Problem description:
Write out each of the items below again with "single marker" swapped for "lone dot" and nothing else changed, leaving out the pictures.

.....

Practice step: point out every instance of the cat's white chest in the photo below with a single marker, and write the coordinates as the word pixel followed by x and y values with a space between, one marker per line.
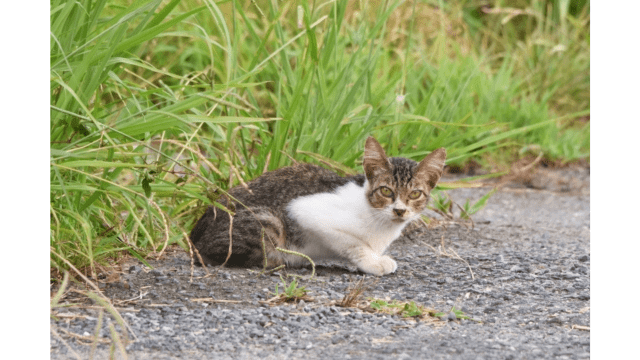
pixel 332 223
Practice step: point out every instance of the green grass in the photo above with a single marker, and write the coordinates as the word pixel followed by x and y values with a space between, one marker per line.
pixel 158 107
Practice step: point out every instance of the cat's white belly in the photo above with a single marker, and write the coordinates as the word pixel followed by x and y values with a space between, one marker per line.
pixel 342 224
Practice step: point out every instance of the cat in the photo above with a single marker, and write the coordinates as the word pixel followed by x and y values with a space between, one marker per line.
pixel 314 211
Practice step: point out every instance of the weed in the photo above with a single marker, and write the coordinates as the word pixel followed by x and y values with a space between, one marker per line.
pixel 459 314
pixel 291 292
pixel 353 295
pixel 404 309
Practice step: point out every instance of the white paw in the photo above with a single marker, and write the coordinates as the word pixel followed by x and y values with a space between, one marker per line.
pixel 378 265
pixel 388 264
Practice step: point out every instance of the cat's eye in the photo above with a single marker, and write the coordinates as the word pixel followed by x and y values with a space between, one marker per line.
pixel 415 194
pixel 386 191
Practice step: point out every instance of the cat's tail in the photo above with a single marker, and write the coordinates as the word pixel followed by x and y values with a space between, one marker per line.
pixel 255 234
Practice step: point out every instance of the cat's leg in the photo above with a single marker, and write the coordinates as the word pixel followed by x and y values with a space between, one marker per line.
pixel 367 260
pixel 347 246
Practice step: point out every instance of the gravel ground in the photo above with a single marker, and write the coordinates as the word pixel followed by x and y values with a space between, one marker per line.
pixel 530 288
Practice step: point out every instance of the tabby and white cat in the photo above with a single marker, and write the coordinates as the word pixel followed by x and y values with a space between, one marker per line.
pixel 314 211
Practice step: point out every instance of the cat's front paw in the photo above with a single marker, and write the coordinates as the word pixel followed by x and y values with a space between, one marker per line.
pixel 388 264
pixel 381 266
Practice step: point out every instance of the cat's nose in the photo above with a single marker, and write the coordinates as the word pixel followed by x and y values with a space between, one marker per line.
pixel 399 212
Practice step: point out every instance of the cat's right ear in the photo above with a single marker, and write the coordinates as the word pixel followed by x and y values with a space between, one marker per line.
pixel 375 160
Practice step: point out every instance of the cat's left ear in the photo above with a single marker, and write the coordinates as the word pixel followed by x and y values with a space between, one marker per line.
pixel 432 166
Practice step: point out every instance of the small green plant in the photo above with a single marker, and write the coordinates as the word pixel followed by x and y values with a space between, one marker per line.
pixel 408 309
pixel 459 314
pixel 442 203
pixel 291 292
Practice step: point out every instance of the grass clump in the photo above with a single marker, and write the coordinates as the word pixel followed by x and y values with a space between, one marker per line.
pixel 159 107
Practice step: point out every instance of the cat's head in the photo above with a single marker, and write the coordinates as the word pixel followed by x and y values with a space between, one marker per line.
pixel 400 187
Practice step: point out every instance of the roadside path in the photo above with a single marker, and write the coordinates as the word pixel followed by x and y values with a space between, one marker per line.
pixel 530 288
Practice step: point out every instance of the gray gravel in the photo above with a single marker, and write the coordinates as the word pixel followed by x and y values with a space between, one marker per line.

.....

Output:
Practice step: point out every instance of the cat's white chest in the photo below with a lone dot, and write the coordinates as the word pixel followed by x and y values with a space between, one marker per line.
pixel 332 223
Practice step: point out every instance of the green grass in the photo above with a lone dot, and write the coordinates as the word pixel followed by x and y values with a space between, one marker per line.
pixel 158 107
Practice step: point out every instance of the cat's white belly in the photo above with a lone dot, and write the coordinates as the word pixel followed by x and y values with a space between, one marker per line.
pixel 342 224
Practice step: point out every instance of the cat in the photo above with a lone dot, and write the coordinates as the word pixel followed by x and y values with a space between, one marker per line.
pixel 314 211
Practice step: point out every instance of the weed in the photo above with a lone dot, and write the coordinates as the word pixel followed by x and y values with a space between, one marker per line.
pixel 459 314
pixel 291 292
pixel 353 295
pixel 404 309
Practice step: point out every instance of the white paw in the photo above with a lone dot, and write the coordinates as the word pixel followed by x and y values with a space between, one marker per line.
pixel 378 265
pixel 388 264
Practice step: point out every instance of the cat's eye in the photo above with a lone dot, and write the coordinates as the word pixel followed by x and y values with a space between, one marker per line.
pixel 415 194
pixel 386 191
Practice step: point out every instance of the cat's tail in the photo above with a lone dot, and write the coordinates as the word pixel followed by x and y values with a space between, one marker per line.
pixel 255 234
Practice step: point out every instance of the cat's leg in the photo above with a lone dot, and write the coordinates as the word pixel followed by x and y values with a space between, one marker per line.
pixel 367 260
pixel 347 246
Practice step: point out every instance of the gravel ground in the photo above with a lone dot, and write the coordinates as the word pixel followed by x and y values with a space between, one marker per line.
pixel 530 288
Practice step: point out every instance of the tabby and white cat in the photo above with a lone dot, and write the coordinates as the word pixel followed by x and y values with a space between, one marker per line.
pixel 314 211
Practice step: point out every instance of the cat's front paw in the photo above with a lone dot, and write the coordinates as the word pixel followed by x and y values with a space between, one marker per line.
pixel 388 264
pixel 381 266
Practice step: point out every instance of the cat's nose in the photo above with a lone dot, and write the coordinates as the word pixel followed by x and y values with a space between, one marker per line.
pixel 399 212
Practice step: point out every instance of the cat's right ear in the photo above with a lone dot, and write the coordinates as the word pixel followed by x and y values with a space between, one marker per line.
pixel 375 160
Practice step: point out every instance of the cat's left ear in the photo above with a lone dot, and write the coordinates as the word pixel followed by x and y values with a space between, one marker per line.
pixel 432 166
Practice step: point out every instance of the small green plant in the photo above with a lone dot, and write the coordinates as the word pixel followed by x and y values with a space between, one marker per line.
pixel 408 309
pixel 459 314
pixel 442 203
pixel 291 292
Practice step: point out every instance of the grass clump in the photo above with a lone dot, and write the coordinates as the word pixel followed by x and y values with a space between, one marker per line.
pixel 159 107
Practice step: point out every instance of the cat's head in the photo above with a lone dot, and write the coordinates as the word pixel followed by x and y values with a space between, one marker per line.
pixel 400 187
Practice step: point out every instance of the roadside path in the photo above with a lone dot, and write the coordinates as the word pixel followed by x and y values with a space between, one marker per line.
pixel 530 288
Practice step: point out every instance of the gray gravel in the photo above with a lone dot, and write the coordinates as the word pixel followed by x and y values with a space between, one marker per line.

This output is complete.